▶ [Task description]
Give back an exact copy of the lines in the records below, from the line that has "the dancer's long" through the line that has "target | ground surface", and nothing besides.

Task data: Begin

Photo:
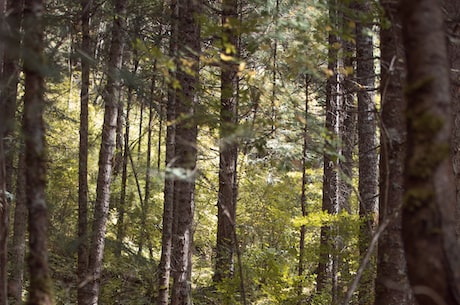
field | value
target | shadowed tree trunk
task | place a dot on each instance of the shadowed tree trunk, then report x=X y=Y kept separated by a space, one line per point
x=428 y=222
x=106 y=154
x=185 y=149
x=367 y=147
x=391 y=285
x=82 y=260
x=452 y=8
x=325 y=277
x=166 y=237
x=226 y=205
x=35 y=155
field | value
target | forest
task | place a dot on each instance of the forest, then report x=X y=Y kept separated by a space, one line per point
x=212 y=152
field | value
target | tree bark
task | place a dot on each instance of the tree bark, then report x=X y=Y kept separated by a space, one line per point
x=106 y=154
x=325 y=277
x=185 y=149
x=35 y=154
x=392 y=285
x=226 y=205
x=428 y=223
x=452 y=9
x=16 y=283
x=367 y=148
x=166 y=236
x=82 y=260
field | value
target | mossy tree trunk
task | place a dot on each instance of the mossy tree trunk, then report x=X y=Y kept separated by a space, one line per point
x=428 y=222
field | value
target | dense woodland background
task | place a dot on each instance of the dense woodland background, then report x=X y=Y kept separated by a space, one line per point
x=229 y=152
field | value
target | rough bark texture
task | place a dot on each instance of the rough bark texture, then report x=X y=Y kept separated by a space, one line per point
x=82 y=260
x=391 y=285
x=8 y=92
x=166 y=235
x=106 y=154
x=185 y=149
x=303 y=194
x=226 y=205
x=428 y=222
x=9 y=81
x=16 y=282
x=367 y=148
x=35 y=154
x=452 y=9
x=330 y=177
x=4 y=218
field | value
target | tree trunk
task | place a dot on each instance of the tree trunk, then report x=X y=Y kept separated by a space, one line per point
x=82 y=260
x=303 y=194
x=9 y=82
x=166 y=237
x=428 y=222
x=185 y=150
x=35 y=154
x=452 y=8
x=391 y=285
x=325 y=276
x=16 y=283
x=367 y=148
x=226 y=205
x=106 y=154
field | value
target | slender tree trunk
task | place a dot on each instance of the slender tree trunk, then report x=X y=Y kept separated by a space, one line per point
x=167 y=232
x=9 y=81
x=82 y=261
x=35 y=154
x=367 y=147
x=452 y=8
x=16 y=283
x=325 y=275
x=391 y=285
x=185 y=150
x=8 y=85
x=4 y=218
x=124 y=171
x=226 y=204
x=145 y=206
x=101 y=208
x=303 y=195
x=428 y=222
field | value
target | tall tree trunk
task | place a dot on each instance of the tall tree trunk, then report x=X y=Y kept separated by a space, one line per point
x=10 y=80
x=166 y=237
x=452 y=8
x=124 y=170
x=9 y=89
x=145 y=206
x=35 y=154
x=325 y=276
x=303 y=194
x=82 y=260
x=185 y=149
x=16 y=283
x=391 y=285
x=428 y=222
x=101 y=208
x=367 y=148
x=226 y=205
x=4 y=217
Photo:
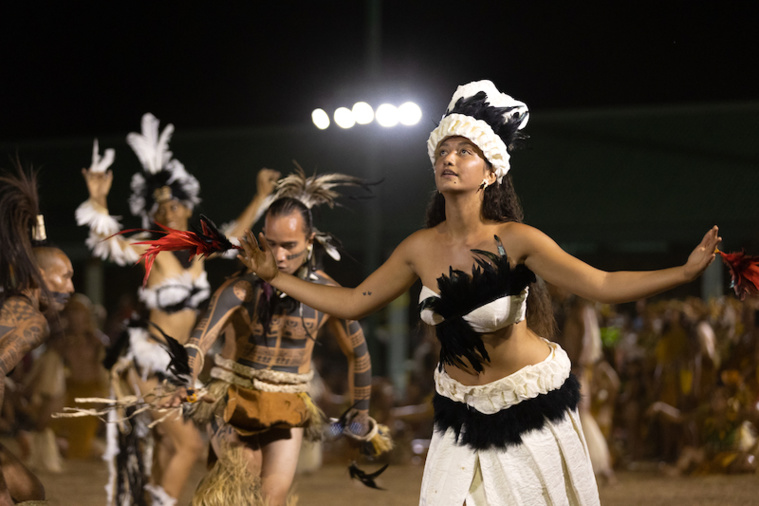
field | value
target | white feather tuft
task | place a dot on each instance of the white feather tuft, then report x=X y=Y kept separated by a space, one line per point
x=101 y=164
x=151 y=149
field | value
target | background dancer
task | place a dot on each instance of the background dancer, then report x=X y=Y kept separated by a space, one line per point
x=263 y=372
x=35 y=282
x=164 y=193
x=506 y=423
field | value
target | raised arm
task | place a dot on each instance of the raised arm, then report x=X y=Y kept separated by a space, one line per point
x=546 y=259
x=227 y=299
x=266 y=180
x=93 y=213
x=389 y=281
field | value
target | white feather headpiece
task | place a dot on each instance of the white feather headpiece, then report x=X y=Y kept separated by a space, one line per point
x=490 y=119
x=161 y=172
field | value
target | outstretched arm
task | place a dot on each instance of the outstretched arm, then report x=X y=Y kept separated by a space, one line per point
x=546 y=259
x=265 y=183
x=350 y=337
x=389 y=281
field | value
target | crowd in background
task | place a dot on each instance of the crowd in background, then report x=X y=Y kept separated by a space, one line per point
x=668 y=385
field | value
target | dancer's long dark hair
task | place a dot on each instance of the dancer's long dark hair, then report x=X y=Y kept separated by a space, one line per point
x=19 y=207
x=500 y=203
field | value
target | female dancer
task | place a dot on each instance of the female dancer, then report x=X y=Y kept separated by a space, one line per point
x=506 y=423
x=165 y=193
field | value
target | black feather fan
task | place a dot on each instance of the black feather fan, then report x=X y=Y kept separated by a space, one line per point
x=492 y=277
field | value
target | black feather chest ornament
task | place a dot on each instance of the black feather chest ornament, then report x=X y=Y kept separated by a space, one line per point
x=492 y=277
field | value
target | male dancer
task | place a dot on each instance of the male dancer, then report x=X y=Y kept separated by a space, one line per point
x=263 y=372
x=34 y=282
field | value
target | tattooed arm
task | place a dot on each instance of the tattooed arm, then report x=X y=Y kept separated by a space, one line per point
x=351 y=339
x=225 y=302
x=22 y=328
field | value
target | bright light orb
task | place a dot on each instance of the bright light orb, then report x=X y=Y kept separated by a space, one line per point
x=344 y=117
x=363 y=113
x=320 y=119
x=409 y=114
x=387 y=115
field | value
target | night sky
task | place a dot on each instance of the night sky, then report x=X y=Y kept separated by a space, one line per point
x=93 y=68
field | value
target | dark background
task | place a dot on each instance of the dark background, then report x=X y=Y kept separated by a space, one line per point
x=93 y=68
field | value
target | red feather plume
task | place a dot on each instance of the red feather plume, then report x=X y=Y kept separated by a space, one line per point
x=744 y=270
x=204 y=242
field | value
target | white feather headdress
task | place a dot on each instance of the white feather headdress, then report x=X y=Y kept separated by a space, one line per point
x=163 y=177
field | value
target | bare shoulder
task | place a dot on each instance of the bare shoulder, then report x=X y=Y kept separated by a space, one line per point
x=419 y=240
x=520 y=239
x=322 y=278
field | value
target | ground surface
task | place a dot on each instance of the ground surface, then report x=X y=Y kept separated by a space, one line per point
x=81 y=484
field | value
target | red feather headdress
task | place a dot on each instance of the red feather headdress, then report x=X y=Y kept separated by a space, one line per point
x=204 y=242
x=744 y=270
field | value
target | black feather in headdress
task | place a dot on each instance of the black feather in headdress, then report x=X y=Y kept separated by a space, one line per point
x=492 y=277
x=179 y=365
x=504 y=124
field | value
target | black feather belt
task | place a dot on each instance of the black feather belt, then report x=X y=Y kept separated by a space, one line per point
x=505 y=428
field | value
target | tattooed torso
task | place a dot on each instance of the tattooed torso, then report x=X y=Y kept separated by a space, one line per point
x=22 y=328
x=288 y=341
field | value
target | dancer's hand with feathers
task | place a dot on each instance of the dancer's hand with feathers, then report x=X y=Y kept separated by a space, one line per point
x=258 y=256
x=702 y=255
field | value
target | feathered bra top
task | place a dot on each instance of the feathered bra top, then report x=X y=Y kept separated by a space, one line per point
x=492 y=297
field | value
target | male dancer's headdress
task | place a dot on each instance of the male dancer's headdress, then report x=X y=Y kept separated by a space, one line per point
x=490 y=119
x=163 y=178
x=21 y=229
x=314 y=191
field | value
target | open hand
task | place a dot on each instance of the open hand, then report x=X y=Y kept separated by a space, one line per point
x=703 y=255
x=258 y=257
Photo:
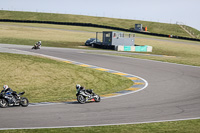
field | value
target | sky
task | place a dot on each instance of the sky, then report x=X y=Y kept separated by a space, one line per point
x=166 y=11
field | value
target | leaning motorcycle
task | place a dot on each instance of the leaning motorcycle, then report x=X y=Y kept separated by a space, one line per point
x=36 y=47
x=9 y=100
x=83 y=96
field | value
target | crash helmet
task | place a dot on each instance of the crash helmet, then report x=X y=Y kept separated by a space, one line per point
x=5 y=87
x=78 y=86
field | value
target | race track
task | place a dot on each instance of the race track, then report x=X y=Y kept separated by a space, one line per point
x=173 y=92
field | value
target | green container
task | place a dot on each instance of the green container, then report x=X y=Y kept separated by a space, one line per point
x=127 y=48
x=141 y=48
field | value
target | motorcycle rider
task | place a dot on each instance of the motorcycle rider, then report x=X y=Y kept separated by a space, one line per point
x=79 y=87
x=9 y=91
x=38 y=44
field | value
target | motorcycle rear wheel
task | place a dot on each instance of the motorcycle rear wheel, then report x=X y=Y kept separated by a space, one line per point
x=97 y=98
x=3 y=103
x=81 y=99
x=24 y=102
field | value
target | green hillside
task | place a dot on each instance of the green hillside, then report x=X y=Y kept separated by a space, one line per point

Task data: End

▶ [Completed exercise]
task | place a dot on each instance of the dancer's long dark hair, then report x=X y=Y kept separated by a space, one line per point
x=19 y=207
x=500 y=203
field | value
target | female dancer
task | place a dot on each instance of the female dancer, then report x=X y=Y kept separated by a space, one line per point
x=506 y=423
x=165 y=193
field | value
target | black feather fan
task | place a dot on each instance of the black feather fan, then report x=X y=Y kept separated by a space, one line per point
x=492 y=277
field | value
target | black feather chest ornament
task | place a dot on each instance of the black feather chest ornament, then report x=X y=Y kept separated by a space, one line per point
x=492 y=277
field | value
target | male dancer
task | place a dot on each instance of the male dancer, then report x=X y=Y kept separated by a space, one line per point
x=263 y=372
x=34 y=282
field | value
target | tattooed arm
task | place a dot on each instance of the tattooed arm, then report x=X y=Y kept separated by a space, one line per point
x=351 y=339
x=225 y=302
x=22 y=328
field | value
target | bright light orb
task | place a dot on each instance of the bright light orb, then report x=X y=Y kept separated by a space, one line per point
x=344 y=117
x=363 y=113
x=320 y=119
x=409 y=114
x=387 y=115
field | value
target | night sky
task | place a dot on each instance of the night sky, then report x=X y=Y kept separated by a space, one line per point
x=93 y=68
field | value
target | dark background
task | place a dot on each instance of the dark background, then report x=X y=Y kept separated by a space, one line per point
x=93 y=68
field | value
target | red feather plume
task | place a dot on each instance of the red feather plume, then report x=X y=Y kept separated by a space, one line per point
x=744 y=270
x=204 y=242
field | value
target | white feather headdress
task | place a dot on each instance of the white feather headdress, then report x=X y=Y kept separated by a space, one line per point
x=163 y=177
field | value
target | bare shoulder
task | place a dot on each instance of the bare shoulder, then report x=X y=Y kept separated by a space, one line per point
x=419 y=240
x=520 y=239
x=322 y=278
field | value
target | ground surface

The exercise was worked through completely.